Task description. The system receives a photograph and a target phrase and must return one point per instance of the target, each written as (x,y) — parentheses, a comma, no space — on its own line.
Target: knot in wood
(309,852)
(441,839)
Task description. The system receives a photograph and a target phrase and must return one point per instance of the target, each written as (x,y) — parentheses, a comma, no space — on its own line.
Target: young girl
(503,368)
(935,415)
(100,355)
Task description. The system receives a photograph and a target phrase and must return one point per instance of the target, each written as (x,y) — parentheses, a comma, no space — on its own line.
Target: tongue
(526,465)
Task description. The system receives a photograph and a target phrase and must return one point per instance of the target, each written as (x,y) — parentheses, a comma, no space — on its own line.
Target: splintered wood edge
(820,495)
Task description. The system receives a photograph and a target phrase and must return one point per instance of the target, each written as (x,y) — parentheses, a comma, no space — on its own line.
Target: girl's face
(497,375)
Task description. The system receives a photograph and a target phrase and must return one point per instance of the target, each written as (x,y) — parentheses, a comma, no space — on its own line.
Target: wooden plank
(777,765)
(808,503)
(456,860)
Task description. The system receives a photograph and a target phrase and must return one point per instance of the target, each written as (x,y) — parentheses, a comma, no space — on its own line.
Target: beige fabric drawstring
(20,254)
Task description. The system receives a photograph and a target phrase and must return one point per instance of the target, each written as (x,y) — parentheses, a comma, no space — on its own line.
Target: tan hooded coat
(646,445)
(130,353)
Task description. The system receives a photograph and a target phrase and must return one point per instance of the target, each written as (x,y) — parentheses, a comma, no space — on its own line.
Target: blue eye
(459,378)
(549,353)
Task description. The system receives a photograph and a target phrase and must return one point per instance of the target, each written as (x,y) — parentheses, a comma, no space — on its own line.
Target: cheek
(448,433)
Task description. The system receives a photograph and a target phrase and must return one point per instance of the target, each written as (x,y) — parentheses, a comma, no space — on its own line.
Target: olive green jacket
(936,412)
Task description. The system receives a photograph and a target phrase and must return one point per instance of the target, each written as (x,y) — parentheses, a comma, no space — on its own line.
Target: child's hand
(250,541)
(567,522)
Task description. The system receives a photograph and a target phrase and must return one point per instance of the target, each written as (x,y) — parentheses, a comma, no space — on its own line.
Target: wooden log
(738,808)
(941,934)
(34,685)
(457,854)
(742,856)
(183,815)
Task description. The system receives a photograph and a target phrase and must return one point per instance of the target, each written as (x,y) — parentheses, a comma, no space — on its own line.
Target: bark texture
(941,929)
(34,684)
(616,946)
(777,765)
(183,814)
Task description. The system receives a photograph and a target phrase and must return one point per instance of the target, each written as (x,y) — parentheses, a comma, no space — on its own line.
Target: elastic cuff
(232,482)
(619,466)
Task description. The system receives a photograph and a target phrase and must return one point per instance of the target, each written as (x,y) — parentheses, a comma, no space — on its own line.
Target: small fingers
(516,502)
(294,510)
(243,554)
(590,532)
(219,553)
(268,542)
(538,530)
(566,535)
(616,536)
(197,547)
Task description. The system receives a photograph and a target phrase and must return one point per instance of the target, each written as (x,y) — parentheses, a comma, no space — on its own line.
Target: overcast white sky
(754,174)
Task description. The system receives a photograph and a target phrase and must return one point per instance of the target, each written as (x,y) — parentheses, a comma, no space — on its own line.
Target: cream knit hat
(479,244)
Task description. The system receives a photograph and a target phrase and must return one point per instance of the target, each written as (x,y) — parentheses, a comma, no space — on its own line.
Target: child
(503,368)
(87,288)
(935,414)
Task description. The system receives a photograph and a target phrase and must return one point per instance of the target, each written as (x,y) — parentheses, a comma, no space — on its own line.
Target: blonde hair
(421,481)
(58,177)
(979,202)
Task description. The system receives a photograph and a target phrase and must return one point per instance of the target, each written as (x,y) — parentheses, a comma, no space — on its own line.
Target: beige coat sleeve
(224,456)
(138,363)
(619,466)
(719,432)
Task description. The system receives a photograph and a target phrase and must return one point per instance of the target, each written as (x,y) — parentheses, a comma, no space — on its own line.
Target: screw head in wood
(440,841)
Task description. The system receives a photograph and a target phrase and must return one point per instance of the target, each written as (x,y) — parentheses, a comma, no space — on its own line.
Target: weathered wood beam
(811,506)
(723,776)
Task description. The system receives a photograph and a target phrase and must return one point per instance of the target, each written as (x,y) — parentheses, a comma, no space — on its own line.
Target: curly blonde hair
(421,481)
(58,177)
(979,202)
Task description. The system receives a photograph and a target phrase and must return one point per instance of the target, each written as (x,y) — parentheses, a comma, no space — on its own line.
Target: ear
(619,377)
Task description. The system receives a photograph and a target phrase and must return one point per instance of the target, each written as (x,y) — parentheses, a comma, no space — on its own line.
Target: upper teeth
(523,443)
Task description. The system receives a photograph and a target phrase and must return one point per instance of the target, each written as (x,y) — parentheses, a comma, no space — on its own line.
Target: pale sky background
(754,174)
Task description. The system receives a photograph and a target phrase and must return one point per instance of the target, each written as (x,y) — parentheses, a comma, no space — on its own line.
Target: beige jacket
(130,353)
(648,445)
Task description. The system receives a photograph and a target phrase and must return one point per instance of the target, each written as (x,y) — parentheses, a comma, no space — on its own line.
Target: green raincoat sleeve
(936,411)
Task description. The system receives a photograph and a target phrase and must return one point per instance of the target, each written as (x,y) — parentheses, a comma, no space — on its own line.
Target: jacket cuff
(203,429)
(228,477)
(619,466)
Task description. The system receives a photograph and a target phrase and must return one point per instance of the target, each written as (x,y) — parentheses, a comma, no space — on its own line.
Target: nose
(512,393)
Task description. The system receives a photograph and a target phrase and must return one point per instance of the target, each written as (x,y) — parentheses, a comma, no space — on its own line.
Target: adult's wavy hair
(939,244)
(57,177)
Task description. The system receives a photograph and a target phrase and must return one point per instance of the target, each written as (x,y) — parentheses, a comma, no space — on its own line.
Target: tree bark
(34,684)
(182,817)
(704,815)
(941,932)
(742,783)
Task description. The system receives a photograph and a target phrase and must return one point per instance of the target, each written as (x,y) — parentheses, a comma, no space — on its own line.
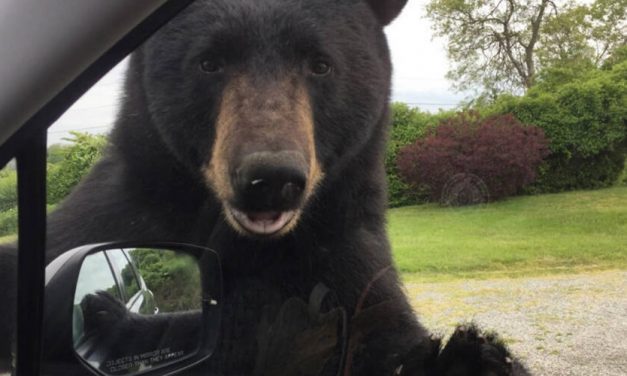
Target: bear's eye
(320,68)
(210,66)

### Directions
Reproduce every line exactly and omit all pictures.

### Solution to the exercise
Task description. The system receives a photograph and a target phrase and must return one point per instance of the target, each written as (x,y) — parentheses, a comma, no space — on its own line.
Target: knot in wood
(309,852)
(441,839)
Task description. The system receives a photograph and a target phrase and must return one point per instance of the target, each written as (x,y) — parentheses, a comma, no space — on its own line.
Target: young girl
(503,368)
(935,415)
(100,355)
Task description. The system receives a photograph and a target phrase and must return one point per instance of the target, each written as (x,y) — parentheses, a comma, no space — on its own line.
Target: tongue
(526,465)
Task description. The system receives a photograph and a target phrase and must return one point per instance of the target, each written as (x,y) — parentheses, a comma, no space — on its own line.
Target: splintered wood edge
(820,495)
Task description. The system receives a photograph and a target phrase and must return one point per instance of the target, each written as (x,y) — parentheses, a comma, no space — on its own line.
Target: girl's face
(497,375)
Task description. The system receives a photograph and a target phrase and must return one point per instance of the target, each written as (x,y) — parentheses, a comma, no space — on its own line.
Target: wooden plank
(777,765)
(808,503)
(456,860)
Task description. The system receives a photograph and a target phrase and must return one point per instance of the target, each written as (x,y) — parentheses, a comma, no space — on its own line.
Target: beige fabric drawstring
(20,254)
Task description. The system receives a photograph and a target phrase and must return one point per instance of the target, each written as (x,y) — parentheses, a comma, no space — on its own line.
Target: tan hooded coat
(646,445)
(130,353)
Task description. The system receives a photograph and a target phrase and must return one point per instance of the target, each written as (x,y) — parentheses, a comma, no space — on its own line.
Target: blue eye
(459,378)
(549,353)
Task description. The system receives a photograph and a target phrase and must return one point per instance of the target, each written as (x,y) — parentheses, a comma, no space — on its own line.
Target: cheek
(448,433)
Task description. The system receives a photograph and a target phrase and must return one point per instance of the target, each written as (x,y) — parentheses, a comma, no space — on its own line.
Target: olive green jacket
(936,412)
Task description. The system receives a photograph and a target phrase and must return one point per instance of the target, each written as (x,y) — parentheses, a comma, no space — on its own line.
Target: child's hand
(250,541)
(567,522)
Task description. The system receives a photograph and a target phrase and must return one point per instance of the target, each written as (x,y) — parentheses, a comma, no space — on its own line.
Target: wooden log
(738,808)
(941,934)
(34,685)
(457,854)
(742,856)
(183,815)
Task description. The system receives a photograph and a target phrase and must return one point per instance of the target, each written as (x,y) — parentheses, a comma, no space — on its own line.
Target: bark texture
(941,929)
(34,684)
(616,946)
(777,765)
(183,814)
Task description. The system receives a photograph and a target phrase and must return one point per instance of the target, each written as (x,y) — parentheses, a comma, no space — on its own line.
Target: elastic cuff
(232,482)
(619,466)
Task description. The system receives a photograph and a target phrase and must return one point per instance of the target, each written as (x,y) — parentheses, a comma, no space — on its own line.
Target: small fingers
(516,502)
(294,510)
(243,554)
(590,532)
(219,553)
(268,542)
(538,530)
(566,535)
(616,536)
(197,547)
Task description. The system receives a photograph and a target phrase and must return one point per instance of the target, each written as (x,y) — parentheses, a comma, no space — on its own line.
Target: overcast white sky
(754,174)
Task description. The system receives a photograph and a target phrase and must return one point per instance of the target, each written as (x,y) — parentheses, a comma, no space — on its own line.
Target: cream knit hat
(479,244)
Task description. The system receives a photograph and a target phrase and must return one point per instance of the target, each written as (x,y) — parentheses, a comma, no space — on its own line.
Target: child
(503,368)
(87,288)
(935,414)
Task description. The system receives a photograph and a target phrase and must return one point per instance of the target, each written as (x,y) — parentheses, a comma, no space — on its own line.
Target: blonde hair
(421,481)
(58,177)
(979,202)
Task description. The system receives a photograph and a target phrase and must return one point per instance of the target, each written as (x,y) — parentheses, a comma, no space — on its own line.
Target: beige coat sleeve
(224,456)
(138,363)
(619,466)
(719,432)
Task description. The system receives a photograph and a target phrase and must return one point per instance of the target, each written as (x,y) — parentheses, a comma, no space — on its own line.
Target: screw head in wood
(440,841)
Task description. The system receives a photograph and a target phrase and must return one point per instance of the target, each written as (x,y) — parentheses, a comma, no space — on its own line.
Target: weathered wood beam
(811,506)
(723,776)
Task description. The system receives a photograph and a target phrase and must return one point per instance of the target, each written as (x,y) — parentheses, a comma, no space — on its own line.
Target: curly blonde hair
(421,481)
(58,177)
(979,202)
Task description. The system receives a photograph and a target phrase and must return one point per instance of the target, each written as (x,y) — parentheses, a comma, no space — on its own line.
Target: ear
(619,377)
Task description. The system receives a photograph and a target phrase and must return one point per instance of the target, each written as (x,y) — parentheses, a comma, no space — on its own line.
Target: upper teeth
(523,443)
Task description. The system receives a photograph and a target phrase and must return one point per instance of the target, each written as (x,y) — parentheses, a comma, no space — on its own line.
Target: pale sky background
(754,174)
Task description. The system receives a photograph and a target phrase and must return one point per instance of the target, each written as (x,y) — parentheses, a comma, no space — on its own line.
Target: beige jacket
(130,353)
(648,445)
Task description. The system receives a photograph and a target phrase and must return one point per instance of the target, each written as (x,y) — parentheses, a comma, no space — on its own line.
Target: green raincoat sleeve
(936,411)
Task description. The system receives a photograph and a target phrase and must return one point per instance of the target, each written as (x,y) — parentheses, a comma, no space — on its own line.
Target: jacket cuff
(203,429)
(228,477)
(619,466)
Task description. The system receives a photograph and a target phrase and must return one point per instance of the target, each written as (x,y) — parentheses, a comma, no space — on its own line.
Target: nose
(512,393)
Task description. The system receives a photograph and a target phrase and must return one point per instance of the target, each written as (x,y) — parentheses, a comma, no space — on its own line.
Target: adult's wavy hair
(939,244)
(57,177)
Task description. The system receives a photograph and a target phrase and must return one point per instance of the target, each written as (x,y) — parentheses, a comma, no space — on its own line.
Target: tree bark
(34,684)
(182,817)
(704,815)
(941,932)
(742,783)
Task description. The system receives a photograph and a target phrase and must return one point per instance of the target, each written as (x,y) — parentheses, a comma, no space — on its own line.
Target: bear's eye
(320,68)
(210,66)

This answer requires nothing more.